-------- Data for processing
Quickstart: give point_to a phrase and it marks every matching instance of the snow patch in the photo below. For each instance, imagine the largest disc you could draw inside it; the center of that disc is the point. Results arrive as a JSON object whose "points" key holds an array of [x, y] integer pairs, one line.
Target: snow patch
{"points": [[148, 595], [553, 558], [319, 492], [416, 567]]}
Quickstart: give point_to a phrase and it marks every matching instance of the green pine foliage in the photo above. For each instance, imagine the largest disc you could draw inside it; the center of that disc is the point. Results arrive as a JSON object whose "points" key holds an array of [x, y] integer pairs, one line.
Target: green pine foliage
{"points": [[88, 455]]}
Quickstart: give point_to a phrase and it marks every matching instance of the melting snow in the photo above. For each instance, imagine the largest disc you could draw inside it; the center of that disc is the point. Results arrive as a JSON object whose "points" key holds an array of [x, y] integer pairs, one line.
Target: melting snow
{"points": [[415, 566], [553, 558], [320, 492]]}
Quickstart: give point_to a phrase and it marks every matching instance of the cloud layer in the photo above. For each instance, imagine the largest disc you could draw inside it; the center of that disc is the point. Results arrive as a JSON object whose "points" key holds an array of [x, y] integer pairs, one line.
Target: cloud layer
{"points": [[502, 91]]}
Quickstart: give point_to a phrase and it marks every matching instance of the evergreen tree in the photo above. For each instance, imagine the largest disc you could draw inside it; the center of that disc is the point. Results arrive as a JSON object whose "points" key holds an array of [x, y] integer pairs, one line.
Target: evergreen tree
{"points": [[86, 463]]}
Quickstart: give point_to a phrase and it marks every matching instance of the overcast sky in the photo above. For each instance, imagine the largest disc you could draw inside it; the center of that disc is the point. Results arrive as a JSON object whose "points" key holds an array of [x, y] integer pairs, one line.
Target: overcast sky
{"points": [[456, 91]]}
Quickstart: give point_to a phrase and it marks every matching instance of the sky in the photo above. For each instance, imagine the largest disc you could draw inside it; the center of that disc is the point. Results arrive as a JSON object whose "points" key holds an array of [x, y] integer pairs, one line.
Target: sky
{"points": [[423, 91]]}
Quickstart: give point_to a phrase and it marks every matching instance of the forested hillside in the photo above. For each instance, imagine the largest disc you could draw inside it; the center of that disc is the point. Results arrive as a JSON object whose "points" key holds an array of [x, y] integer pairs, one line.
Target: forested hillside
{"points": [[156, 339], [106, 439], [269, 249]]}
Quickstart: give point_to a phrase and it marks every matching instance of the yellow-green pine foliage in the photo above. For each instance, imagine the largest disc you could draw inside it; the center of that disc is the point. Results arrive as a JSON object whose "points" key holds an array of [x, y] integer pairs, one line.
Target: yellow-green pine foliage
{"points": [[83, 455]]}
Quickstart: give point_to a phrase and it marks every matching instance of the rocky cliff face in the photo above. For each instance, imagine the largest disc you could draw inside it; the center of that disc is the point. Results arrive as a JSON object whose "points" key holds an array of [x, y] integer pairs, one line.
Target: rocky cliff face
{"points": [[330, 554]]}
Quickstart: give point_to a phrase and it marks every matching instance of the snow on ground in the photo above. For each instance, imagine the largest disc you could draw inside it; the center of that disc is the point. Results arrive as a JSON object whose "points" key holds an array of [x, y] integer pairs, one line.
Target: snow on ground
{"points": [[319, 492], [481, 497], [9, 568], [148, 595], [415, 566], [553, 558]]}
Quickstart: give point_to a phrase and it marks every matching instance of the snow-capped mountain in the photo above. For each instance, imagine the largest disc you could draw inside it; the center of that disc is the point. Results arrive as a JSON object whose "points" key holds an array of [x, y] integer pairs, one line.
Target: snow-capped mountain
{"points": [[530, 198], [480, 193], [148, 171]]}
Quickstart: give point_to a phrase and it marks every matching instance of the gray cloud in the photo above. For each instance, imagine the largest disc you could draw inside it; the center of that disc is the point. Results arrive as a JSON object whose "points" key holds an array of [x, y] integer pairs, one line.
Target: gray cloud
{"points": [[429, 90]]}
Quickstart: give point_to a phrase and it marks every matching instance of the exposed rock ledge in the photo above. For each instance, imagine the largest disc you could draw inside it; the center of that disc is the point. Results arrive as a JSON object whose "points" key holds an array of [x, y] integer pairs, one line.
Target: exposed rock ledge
----------------
→ Required action
If a line in the data above holds the string "ledge", copy it.

→ Task output
Quickstart: give point_to a phrase and it marks every matching instance of the exposed rock ledge in the photo above. For each instance, imagine the largest disc you could draw inside it; the center of that disc is the point. Results arrive as a JSON object whose "points" key holds an array of [x, y] integer pairs, one line.
Target: exposed rock ledge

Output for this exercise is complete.